### Stated goal
Please pick out and copy every line below that contains the word "Query". Matching is case-sensitive.

### Dataset excerpts
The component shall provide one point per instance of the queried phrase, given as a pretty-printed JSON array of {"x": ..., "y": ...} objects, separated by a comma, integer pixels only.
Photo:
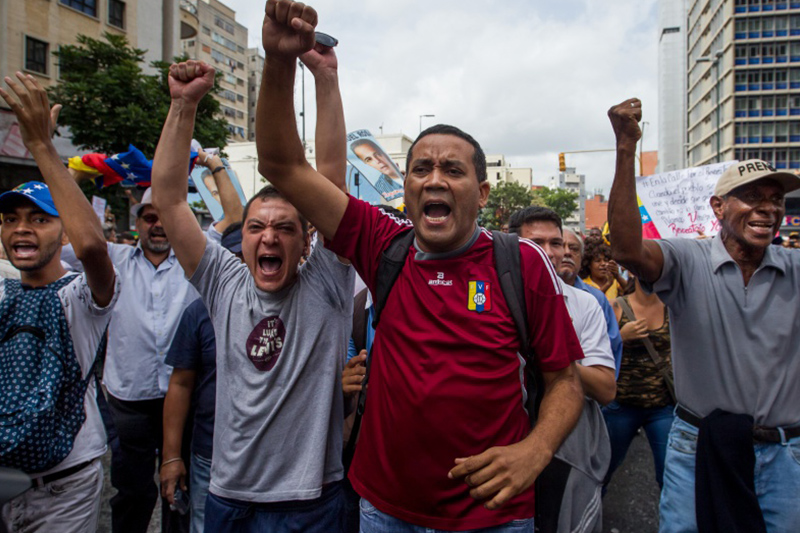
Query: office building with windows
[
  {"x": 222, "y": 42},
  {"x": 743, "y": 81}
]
==
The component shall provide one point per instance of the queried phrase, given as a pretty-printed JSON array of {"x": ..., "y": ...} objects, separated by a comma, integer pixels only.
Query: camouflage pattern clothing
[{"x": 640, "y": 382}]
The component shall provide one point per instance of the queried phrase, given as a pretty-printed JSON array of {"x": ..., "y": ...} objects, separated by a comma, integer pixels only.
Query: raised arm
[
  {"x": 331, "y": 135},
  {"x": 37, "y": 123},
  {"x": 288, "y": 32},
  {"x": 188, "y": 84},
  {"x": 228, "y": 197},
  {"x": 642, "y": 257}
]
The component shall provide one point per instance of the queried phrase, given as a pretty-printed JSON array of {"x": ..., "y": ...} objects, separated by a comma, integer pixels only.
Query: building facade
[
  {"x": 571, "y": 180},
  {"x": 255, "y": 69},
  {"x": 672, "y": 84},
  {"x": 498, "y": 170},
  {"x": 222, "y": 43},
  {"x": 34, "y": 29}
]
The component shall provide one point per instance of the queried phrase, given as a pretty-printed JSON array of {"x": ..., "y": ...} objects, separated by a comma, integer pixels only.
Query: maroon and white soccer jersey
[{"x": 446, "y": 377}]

### Reply
Query: office building with windows
Query: camouflage pattern clothing
Query: raised arm
Query: building facade
Query: maroon and white soccer jersey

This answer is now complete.